**Goal**
Rescale the records starting at the line containing "Objective — locate the gutter" and ending at the end of the records, giving only those lines. Copy every line in full, but multiply each coordinate in the answers by 2.2 and round to whole numbers, with halves rounded up.

Data drawn from a collection
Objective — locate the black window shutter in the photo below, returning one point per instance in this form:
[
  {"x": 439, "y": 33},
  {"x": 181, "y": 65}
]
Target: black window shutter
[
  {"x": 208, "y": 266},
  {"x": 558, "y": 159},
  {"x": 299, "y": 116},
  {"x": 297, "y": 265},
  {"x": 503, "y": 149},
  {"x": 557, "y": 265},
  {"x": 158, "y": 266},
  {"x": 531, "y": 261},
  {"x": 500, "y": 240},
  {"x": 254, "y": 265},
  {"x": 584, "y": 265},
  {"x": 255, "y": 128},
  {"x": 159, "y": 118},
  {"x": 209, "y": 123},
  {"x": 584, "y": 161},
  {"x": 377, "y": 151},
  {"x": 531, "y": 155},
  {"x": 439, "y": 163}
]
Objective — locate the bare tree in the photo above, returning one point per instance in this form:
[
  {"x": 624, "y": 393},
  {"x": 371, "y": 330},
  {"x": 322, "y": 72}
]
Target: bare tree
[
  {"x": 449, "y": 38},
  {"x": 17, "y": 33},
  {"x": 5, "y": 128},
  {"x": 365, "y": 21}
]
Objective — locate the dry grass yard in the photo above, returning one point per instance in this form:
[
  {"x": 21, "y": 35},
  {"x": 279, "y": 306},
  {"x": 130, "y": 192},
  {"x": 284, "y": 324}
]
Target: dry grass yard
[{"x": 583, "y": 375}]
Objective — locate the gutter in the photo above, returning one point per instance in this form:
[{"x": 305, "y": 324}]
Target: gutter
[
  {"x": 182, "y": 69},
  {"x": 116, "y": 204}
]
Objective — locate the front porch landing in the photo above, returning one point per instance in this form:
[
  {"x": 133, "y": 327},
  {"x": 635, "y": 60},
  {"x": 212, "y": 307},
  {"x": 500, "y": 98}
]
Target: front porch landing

**Task response**
Objective — locate the gutter in the photo above, returning one point per instance in this form:
[{"x": 305, "y": 324}]
Target: gutter
[
  {"x": 400, "y": 152},
  {"x": 255, "y": 449}
]
Objective — locate the front porch landing in the photo above, returning one point per instance in this form:
[
  {"x": 133, "y": 327},
  {"x": 635, "y": 60},
  {"x": 212, "y": 307},
  {"x": 500, "y": 98}
]
Target: front porch landing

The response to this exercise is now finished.